**Stated goal**: Output the entries from the line with "Target: silvered langur monkey" through the end of the entries as a two-column CSV with the columns text and answer. Give one row per entry, and put its text and its answer each in a single quoted field with line breaks replaced by spaces.

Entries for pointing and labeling
** Begin **
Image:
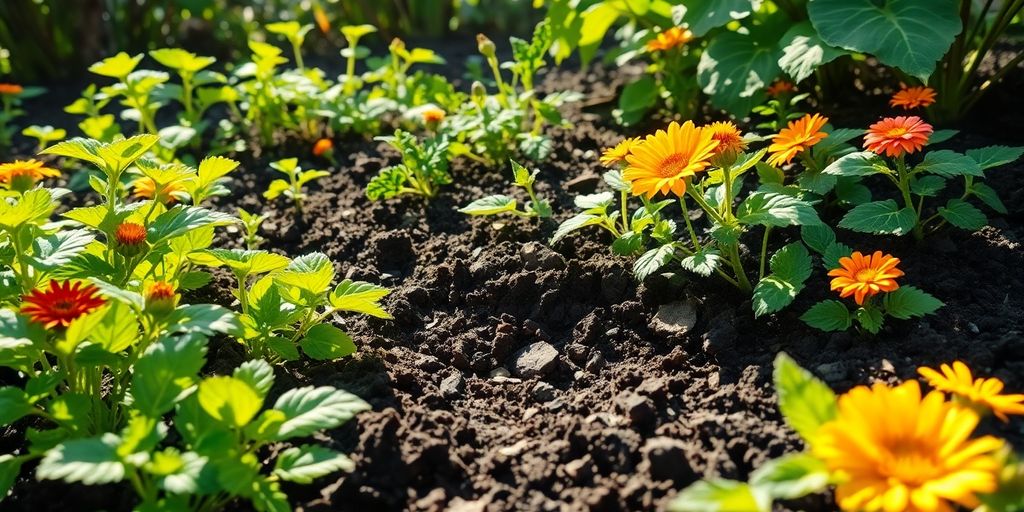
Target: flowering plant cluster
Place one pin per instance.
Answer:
(883, 448)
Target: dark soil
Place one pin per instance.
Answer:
(623, 417)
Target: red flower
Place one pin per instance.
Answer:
(60, 303)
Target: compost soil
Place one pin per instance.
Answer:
(521, 376)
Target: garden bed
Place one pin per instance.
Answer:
(516, 375)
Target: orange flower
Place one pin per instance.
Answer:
(669, 39)
(912, 97)
(60, 303)
(145, 187)
(611, 157)
(323, 145)
(666, 160)
(981, 393)
(10, 89)
(797, 137)
(780, 87)
(864, 276)
(897, 136)
(29, 171)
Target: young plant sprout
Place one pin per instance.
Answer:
(500, 204)
(292, 186)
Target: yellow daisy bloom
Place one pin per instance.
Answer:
(895, 451)
(982, 393)
(666, 160)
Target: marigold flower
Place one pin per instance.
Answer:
(666, 160)
(897, 136)
(61, 303)
(865, 276)
(10, 89)
(981, 393)
(669, 39)
(897, 452)
(799, 136)
(912, 97)
(780, 87)
(145, 187)
(611, 157)
(25, 173)
(323, 145)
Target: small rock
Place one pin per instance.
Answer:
(674, 318)
(535, 360)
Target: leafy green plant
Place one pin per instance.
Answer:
(292, 187)
(500, 204)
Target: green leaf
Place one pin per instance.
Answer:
(326, 342)
(805, 401)
(994, 156)
(906, 302)
(828, 315)
(911, 35)
(856, 164)
(804, 51)
(90, 461)
(880, 217)
(308, 462)
(734, 71)
(492, 205)
(963, 214)
(720, 496)
(359, 297)
(792, 476)
(949, 164)
(310, 409)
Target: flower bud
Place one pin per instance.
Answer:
(130, 240)
(485, 45)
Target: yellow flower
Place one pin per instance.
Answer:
(611, 157)
(666, 160)
(894, 451)
(982, 393)
(799, 136)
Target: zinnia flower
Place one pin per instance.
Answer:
(145, 187)
(10, 89)
(323, 145)
(666, 160)
(896, 136)
(982, 393)
(61, 303)
(611, 157)
(897, 452)
(669, 39)
(865, 276)
(912, 97)
(780, 87)
(27, 171)
(797, 137)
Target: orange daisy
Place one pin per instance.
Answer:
(10, 89)
(912, 97)
(897, 136)
(797, 137)
(145, 187)
(61, 303)
(669, 39)
(780, 87)
(31, 171)
(323, 145)
(666, 160)
(864, 276)
(982, 393)
(611, 157)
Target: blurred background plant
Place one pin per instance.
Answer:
(50, 39)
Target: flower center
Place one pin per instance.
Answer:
(673, 165)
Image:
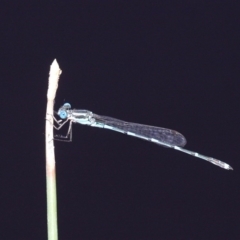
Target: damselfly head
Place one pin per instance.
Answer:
(62, 112)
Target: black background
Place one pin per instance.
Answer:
(173, 65)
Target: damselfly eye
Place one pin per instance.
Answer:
(62, 114)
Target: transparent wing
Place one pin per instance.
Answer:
(163, 135)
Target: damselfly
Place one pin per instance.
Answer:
(161, 136)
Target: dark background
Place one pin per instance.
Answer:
(173, 65)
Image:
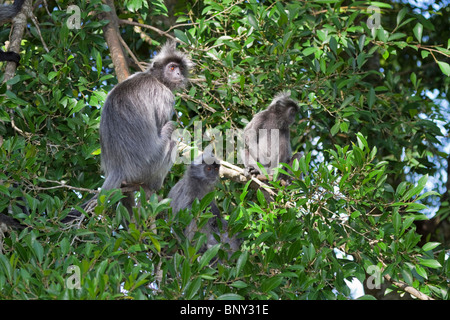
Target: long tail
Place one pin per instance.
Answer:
(111, 182)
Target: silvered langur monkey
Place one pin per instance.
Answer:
(7, 12)
(267, 137)
(135, 126)
(200, 179)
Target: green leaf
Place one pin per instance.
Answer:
(401, 14)
(445, 67)
(181, 35)
(192, 288)
(264, 236)
(421, 272)
(239, 284)
(335, 128)
(430, 263)
(185, 273)
(230, 296)
(396, 221)
(208, 255)
(309, 51)
(242, 260)
(367, 297)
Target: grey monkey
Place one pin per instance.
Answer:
(7, 12)
(135, 126)
(267, 137)
(200, 179)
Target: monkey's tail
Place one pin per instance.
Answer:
(74, 214)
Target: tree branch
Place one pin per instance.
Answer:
(111, 32)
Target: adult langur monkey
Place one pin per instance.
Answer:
(135, 126)
(7, 12)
** End **
**Complete output**:
text,answer
"Target: silvered langur monkey Place one pin per instance. Answer:","(7, 12) (267, 137) (135, 126) (200, 179)"
"Target: green leaf Place one pin per instance. Answer:","(401, 14) (445, 67) (181, 35) (192, 288) (264, 236) (421, 272) (239, 284) (335, 128) (430, 263) (185, 273) (230, 296) (396, 221) (208, 255) (309, 51) (242, 260) (367, 297)"
"Target: grey monkey Place one pin per instance. Answer:","(7, 12) (135, 126) (267, 137) (200, 179)"
"Target: monkey's tail Place one pin per instance. Answer:","(74, 214)"
"Target: tree branch Place one pin per instance. Answer:","(111, 32)"
"Target: adult langur monkey Place one pin per instance. Answer:","(135, 126) (7, 12)"